● Problem description
Everything from the line that holds "of the park" through the end of the listing below must be retyped word for word, without any pictures.

● Available data
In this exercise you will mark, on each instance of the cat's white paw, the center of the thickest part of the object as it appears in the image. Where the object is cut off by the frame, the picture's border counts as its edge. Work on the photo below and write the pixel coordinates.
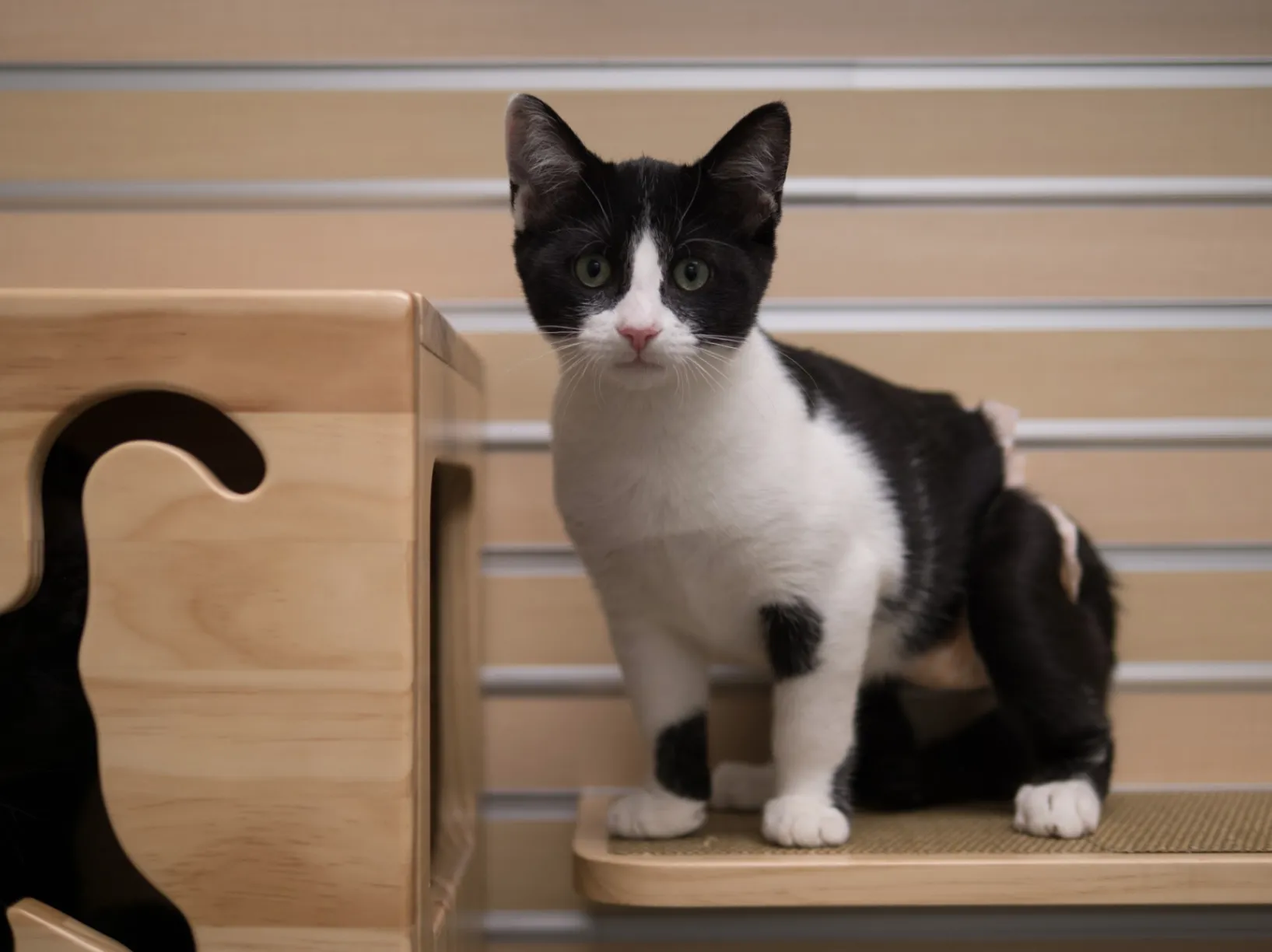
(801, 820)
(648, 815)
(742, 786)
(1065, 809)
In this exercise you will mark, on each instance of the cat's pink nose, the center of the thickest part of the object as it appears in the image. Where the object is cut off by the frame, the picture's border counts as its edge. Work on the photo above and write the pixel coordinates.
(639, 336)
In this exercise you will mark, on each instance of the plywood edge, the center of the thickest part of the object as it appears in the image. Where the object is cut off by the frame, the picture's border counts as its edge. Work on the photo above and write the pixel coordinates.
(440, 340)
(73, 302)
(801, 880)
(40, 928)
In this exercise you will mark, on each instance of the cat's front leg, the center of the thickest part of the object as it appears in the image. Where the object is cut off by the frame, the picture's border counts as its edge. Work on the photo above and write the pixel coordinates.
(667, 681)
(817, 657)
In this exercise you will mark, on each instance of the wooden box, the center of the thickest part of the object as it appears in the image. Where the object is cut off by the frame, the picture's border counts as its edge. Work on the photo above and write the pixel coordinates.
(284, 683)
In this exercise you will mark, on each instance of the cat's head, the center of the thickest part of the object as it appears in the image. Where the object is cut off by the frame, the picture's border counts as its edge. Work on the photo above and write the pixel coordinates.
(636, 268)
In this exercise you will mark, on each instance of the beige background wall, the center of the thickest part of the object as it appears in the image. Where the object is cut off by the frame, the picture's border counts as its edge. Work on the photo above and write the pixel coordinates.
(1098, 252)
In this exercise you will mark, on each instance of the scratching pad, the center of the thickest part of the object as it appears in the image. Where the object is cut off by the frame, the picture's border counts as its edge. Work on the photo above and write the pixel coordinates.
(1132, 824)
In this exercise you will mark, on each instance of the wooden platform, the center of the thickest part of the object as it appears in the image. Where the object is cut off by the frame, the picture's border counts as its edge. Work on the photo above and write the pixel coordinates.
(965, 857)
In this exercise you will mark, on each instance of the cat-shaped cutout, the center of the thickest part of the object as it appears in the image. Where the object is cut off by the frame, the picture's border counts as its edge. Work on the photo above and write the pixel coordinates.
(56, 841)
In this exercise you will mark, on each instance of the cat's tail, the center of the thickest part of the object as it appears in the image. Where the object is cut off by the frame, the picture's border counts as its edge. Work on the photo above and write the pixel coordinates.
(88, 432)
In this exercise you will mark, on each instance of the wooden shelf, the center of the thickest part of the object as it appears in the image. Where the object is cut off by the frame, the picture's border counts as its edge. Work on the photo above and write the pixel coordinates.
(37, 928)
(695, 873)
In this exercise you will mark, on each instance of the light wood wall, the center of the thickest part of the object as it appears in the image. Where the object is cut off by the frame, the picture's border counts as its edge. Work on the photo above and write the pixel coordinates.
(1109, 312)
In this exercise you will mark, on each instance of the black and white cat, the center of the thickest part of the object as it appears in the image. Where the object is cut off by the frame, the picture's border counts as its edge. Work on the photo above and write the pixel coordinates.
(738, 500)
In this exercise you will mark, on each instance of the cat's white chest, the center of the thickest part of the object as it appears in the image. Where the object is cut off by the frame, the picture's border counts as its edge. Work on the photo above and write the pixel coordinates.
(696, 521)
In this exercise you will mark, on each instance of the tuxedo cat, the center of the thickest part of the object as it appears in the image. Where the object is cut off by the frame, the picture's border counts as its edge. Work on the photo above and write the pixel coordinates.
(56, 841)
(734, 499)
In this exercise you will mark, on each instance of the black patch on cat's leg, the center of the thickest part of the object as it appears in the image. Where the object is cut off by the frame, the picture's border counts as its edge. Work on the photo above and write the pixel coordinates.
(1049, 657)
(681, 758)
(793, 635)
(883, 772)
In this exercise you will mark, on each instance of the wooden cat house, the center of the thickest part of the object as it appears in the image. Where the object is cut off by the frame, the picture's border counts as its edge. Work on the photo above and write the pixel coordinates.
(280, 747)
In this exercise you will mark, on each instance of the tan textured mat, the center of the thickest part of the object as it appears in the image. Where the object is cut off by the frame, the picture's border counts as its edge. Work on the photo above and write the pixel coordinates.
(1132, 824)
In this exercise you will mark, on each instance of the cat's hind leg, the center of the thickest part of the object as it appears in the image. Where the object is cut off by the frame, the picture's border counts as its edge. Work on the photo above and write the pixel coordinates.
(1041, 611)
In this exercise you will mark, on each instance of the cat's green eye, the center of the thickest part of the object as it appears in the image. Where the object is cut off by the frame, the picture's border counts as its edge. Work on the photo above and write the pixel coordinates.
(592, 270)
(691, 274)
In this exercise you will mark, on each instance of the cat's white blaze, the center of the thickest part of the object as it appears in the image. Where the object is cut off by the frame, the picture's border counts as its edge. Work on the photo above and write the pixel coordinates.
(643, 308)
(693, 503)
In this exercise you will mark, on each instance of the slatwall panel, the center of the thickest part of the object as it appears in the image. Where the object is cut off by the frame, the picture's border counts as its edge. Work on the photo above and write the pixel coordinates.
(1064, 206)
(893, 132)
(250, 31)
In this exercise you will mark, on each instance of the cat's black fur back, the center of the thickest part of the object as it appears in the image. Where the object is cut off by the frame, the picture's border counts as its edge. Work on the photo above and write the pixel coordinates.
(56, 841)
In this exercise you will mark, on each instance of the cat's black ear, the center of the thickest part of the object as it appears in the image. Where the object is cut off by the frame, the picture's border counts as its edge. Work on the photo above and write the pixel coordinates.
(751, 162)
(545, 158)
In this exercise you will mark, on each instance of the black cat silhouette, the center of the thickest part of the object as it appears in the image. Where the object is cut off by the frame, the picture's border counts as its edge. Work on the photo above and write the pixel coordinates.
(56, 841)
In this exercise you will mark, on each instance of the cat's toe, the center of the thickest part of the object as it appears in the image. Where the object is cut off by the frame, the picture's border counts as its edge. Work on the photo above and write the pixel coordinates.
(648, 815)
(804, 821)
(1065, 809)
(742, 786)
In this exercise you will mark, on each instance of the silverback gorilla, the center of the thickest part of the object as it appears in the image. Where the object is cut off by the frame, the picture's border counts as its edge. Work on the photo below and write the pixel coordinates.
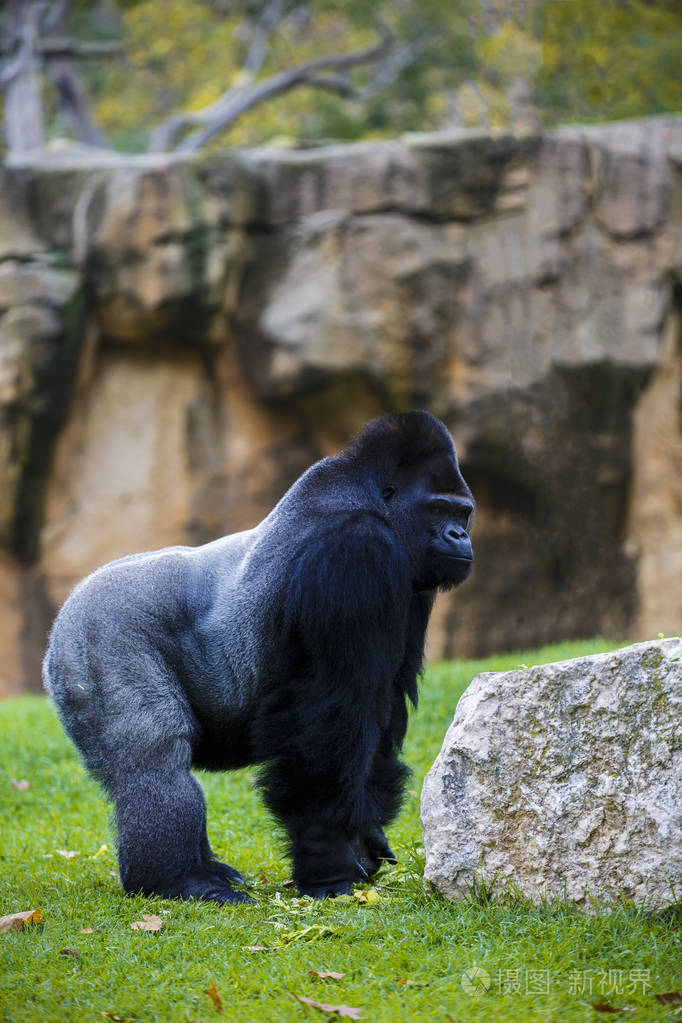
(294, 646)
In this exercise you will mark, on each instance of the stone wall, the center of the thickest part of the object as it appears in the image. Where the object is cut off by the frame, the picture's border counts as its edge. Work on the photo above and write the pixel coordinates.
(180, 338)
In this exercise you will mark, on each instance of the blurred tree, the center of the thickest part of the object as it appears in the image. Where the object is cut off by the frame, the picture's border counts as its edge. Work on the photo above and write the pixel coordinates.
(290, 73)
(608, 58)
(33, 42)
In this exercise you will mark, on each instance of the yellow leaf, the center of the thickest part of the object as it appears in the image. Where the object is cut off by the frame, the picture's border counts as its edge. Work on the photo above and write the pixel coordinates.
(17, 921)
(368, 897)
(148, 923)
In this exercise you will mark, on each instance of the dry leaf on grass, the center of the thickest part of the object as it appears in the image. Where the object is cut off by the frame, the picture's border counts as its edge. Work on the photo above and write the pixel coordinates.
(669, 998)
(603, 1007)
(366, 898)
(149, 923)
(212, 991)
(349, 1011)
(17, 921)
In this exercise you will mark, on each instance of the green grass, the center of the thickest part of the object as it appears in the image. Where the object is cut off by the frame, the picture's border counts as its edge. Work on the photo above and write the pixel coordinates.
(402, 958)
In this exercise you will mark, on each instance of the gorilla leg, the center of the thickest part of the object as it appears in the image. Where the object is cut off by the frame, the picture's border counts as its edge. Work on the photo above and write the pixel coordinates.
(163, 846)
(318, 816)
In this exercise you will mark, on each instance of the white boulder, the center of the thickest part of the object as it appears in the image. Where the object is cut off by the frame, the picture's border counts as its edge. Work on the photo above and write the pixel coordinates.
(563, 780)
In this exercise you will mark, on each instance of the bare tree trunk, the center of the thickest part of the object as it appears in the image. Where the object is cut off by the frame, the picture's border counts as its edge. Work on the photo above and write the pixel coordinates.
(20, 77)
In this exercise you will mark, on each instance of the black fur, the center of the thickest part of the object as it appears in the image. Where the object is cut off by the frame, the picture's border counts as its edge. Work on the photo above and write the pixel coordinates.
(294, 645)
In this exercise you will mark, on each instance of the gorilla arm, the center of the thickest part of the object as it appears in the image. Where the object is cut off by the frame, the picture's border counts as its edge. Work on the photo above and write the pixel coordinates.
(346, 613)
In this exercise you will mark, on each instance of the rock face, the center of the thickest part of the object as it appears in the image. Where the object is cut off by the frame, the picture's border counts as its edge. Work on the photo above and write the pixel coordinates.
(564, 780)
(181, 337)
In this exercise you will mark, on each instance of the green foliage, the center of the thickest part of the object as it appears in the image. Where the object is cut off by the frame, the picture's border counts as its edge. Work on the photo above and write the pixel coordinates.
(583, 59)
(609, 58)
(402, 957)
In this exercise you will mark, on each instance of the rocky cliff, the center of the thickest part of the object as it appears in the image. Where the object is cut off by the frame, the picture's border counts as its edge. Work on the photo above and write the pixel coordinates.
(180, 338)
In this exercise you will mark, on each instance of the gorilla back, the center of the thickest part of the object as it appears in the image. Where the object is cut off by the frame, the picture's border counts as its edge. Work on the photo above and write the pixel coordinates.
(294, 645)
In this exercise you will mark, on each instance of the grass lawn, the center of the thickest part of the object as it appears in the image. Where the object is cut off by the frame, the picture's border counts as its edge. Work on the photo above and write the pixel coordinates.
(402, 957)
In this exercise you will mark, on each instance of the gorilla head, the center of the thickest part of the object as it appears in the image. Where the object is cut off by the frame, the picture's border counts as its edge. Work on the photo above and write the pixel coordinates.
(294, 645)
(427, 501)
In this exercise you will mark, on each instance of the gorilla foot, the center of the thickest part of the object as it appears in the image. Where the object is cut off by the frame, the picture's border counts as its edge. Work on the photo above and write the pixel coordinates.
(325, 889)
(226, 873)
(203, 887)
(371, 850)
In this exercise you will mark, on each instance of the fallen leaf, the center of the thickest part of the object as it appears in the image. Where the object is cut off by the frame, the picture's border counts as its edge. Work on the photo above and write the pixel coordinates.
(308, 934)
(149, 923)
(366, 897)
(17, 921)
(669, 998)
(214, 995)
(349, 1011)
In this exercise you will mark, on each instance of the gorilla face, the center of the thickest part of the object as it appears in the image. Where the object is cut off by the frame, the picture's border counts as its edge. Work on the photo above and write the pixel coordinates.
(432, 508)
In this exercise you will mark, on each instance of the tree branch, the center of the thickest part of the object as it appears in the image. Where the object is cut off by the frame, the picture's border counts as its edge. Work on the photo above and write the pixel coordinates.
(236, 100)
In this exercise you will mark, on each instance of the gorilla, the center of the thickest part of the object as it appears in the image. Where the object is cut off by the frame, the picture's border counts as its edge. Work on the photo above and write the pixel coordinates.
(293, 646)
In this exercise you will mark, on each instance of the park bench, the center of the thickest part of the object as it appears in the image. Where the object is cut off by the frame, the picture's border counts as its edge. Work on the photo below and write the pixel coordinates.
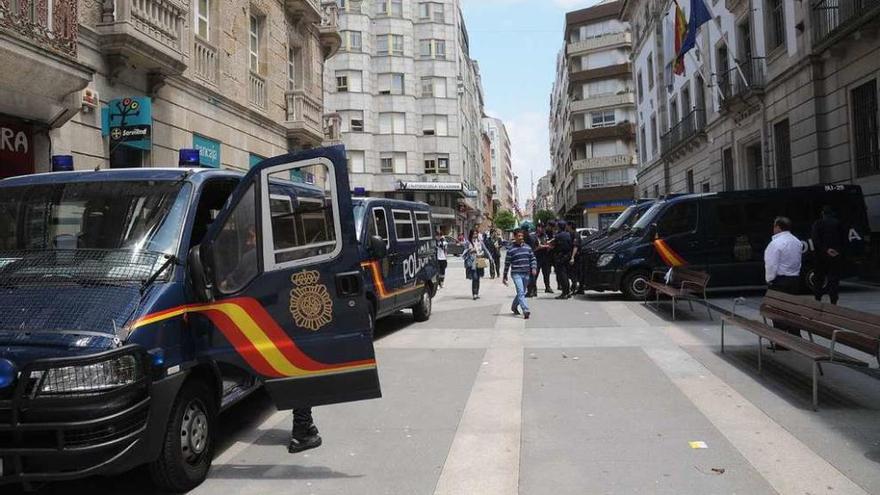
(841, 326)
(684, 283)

● Answer to this exercise
In this exercise you will mark, on each instance of the park bench, the center of the thickest part of the object as it appears in the image. Where the object is cut off by the frame, the picture's border counts as its edge. Work on the photo below and write the pixel coordinates.
(841, 326)
(684, 283)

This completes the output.